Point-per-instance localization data
★ ★ ★

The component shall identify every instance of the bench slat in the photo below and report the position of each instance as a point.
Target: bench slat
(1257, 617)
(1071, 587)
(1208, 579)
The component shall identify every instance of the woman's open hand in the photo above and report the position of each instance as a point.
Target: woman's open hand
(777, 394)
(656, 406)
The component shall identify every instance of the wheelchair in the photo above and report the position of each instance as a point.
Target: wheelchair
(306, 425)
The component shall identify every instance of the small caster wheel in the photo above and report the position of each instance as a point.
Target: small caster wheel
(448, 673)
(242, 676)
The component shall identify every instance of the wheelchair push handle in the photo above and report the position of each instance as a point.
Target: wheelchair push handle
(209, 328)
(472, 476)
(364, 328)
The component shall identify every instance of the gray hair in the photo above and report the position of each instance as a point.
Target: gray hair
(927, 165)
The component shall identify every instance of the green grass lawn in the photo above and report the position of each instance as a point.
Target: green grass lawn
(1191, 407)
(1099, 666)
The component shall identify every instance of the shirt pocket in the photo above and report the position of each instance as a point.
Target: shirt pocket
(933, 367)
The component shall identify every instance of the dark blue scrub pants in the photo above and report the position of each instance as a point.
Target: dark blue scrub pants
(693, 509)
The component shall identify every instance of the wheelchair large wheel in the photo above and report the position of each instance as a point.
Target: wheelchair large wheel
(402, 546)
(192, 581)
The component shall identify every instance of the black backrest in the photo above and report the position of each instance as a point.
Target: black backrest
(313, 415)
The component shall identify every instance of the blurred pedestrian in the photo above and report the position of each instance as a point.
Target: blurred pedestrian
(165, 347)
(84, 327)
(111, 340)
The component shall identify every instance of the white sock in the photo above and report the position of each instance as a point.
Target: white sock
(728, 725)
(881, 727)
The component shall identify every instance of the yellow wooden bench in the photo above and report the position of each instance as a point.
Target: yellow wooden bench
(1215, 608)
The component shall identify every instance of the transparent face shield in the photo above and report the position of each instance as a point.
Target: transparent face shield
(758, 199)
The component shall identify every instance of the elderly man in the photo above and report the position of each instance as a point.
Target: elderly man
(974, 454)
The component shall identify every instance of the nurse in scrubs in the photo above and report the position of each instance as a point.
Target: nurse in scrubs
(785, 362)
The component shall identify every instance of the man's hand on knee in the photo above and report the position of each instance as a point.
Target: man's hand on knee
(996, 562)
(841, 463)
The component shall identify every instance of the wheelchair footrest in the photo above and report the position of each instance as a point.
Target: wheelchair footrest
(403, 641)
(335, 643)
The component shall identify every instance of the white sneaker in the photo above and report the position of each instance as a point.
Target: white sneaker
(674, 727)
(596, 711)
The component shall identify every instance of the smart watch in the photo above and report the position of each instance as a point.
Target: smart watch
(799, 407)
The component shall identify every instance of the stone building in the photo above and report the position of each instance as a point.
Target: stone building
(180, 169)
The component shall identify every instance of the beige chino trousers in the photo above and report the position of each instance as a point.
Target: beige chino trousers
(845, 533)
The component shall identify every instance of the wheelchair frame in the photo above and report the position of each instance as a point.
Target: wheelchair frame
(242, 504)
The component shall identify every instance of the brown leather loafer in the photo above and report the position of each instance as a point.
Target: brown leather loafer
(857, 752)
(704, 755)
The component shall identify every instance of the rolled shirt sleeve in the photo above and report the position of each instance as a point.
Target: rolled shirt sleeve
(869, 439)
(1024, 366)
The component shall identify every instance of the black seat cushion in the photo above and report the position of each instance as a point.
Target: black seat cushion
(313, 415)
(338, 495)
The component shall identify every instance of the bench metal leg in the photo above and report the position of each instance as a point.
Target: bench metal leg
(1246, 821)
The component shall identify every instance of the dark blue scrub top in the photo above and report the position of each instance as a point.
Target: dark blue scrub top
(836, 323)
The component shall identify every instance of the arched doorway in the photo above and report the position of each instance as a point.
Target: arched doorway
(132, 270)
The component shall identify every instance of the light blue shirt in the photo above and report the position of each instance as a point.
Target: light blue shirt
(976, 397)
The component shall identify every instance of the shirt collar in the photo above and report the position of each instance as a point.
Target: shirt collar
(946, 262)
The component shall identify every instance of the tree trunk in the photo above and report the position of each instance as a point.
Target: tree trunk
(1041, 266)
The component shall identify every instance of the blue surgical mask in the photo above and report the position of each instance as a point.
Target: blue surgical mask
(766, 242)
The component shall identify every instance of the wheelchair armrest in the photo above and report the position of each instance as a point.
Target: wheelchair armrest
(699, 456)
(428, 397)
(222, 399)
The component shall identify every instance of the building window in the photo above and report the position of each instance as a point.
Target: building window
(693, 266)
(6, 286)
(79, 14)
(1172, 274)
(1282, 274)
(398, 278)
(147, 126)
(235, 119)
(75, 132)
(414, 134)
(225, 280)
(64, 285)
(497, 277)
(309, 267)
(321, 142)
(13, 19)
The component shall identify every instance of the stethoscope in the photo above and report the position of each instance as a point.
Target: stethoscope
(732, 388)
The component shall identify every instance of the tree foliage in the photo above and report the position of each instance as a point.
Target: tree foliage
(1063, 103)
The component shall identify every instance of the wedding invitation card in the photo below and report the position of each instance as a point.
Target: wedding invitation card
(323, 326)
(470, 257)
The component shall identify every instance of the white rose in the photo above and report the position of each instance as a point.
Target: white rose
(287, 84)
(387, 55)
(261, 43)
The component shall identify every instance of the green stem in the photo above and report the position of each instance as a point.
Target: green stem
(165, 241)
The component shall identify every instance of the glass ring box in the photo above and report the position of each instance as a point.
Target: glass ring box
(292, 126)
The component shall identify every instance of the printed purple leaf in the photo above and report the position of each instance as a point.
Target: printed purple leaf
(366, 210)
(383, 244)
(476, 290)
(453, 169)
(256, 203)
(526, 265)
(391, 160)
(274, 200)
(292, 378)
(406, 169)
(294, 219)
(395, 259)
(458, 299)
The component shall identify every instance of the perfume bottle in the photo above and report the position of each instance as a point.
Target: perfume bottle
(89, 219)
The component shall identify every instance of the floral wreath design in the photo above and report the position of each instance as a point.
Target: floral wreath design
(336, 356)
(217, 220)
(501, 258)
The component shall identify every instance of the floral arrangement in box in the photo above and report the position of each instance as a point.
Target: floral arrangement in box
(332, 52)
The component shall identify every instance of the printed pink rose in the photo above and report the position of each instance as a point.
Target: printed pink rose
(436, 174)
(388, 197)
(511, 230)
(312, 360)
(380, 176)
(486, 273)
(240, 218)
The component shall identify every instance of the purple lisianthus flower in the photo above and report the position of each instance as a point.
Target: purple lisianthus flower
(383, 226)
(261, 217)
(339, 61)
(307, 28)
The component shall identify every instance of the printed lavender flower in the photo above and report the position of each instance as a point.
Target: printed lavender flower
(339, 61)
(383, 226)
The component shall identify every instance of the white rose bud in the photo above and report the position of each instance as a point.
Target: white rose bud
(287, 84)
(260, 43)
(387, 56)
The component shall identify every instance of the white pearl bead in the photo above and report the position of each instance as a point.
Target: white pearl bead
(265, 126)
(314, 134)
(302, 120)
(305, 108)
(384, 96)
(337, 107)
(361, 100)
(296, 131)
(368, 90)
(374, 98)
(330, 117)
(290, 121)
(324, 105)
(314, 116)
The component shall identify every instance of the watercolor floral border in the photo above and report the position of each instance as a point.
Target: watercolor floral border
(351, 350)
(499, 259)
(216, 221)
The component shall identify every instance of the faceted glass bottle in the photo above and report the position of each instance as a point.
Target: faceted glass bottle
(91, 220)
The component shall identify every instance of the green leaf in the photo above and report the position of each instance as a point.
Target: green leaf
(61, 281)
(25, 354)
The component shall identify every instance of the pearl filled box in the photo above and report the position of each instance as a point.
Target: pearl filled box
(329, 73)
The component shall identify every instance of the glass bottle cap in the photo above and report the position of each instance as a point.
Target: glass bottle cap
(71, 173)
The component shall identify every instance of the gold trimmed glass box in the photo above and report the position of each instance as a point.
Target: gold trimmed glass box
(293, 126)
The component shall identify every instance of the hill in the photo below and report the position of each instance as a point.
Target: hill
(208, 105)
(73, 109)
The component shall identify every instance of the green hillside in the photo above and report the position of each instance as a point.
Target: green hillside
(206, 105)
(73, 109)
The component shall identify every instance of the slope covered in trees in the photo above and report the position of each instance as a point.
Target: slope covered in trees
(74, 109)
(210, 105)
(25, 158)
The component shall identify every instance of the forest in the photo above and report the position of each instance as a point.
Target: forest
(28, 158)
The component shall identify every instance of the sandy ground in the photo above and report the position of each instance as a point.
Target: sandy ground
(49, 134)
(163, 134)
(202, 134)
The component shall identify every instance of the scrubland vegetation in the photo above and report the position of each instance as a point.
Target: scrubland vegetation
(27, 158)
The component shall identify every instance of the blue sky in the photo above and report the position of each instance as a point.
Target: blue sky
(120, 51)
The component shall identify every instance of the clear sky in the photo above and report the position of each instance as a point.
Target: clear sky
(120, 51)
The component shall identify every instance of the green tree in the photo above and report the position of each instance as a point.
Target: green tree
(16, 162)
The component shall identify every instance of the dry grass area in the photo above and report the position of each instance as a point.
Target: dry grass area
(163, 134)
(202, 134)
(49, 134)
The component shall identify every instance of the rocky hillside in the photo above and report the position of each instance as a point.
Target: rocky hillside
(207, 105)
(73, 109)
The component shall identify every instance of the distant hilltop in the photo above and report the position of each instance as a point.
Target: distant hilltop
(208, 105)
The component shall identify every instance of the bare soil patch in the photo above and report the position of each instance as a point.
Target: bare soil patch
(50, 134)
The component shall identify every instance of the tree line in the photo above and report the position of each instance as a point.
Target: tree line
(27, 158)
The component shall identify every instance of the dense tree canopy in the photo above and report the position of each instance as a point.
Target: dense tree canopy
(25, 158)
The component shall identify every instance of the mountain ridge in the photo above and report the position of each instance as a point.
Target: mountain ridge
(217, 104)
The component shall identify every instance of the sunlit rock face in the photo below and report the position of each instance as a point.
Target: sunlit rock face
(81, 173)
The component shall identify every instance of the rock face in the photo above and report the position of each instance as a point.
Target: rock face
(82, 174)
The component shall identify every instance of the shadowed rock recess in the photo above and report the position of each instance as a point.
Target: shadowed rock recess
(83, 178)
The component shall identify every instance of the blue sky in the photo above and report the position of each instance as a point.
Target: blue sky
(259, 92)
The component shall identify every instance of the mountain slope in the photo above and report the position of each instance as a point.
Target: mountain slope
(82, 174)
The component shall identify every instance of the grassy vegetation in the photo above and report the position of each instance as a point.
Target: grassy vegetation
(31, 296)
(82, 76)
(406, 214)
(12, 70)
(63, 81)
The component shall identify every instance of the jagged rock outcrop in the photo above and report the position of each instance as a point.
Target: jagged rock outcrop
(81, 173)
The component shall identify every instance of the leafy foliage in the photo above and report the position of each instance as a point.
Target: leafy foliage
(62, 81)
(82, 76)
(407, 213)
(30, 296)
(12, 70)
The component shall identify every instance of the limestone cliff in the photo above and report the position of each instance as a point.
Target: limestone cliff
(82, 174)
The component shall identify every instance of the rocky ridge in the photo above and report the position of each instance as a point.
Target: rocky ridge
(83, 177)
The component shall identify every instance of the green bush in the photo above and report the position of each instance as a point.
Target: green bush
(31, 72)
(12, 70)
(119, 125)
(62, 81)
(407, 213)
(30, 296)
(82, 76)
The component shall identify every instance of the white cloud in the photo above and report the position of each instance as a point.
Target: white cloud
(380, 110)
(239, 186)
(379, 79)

★ ★ ★

_Exercise brief:_ Find how many lines above include "below", then write only that count.

_Answer space:_ 4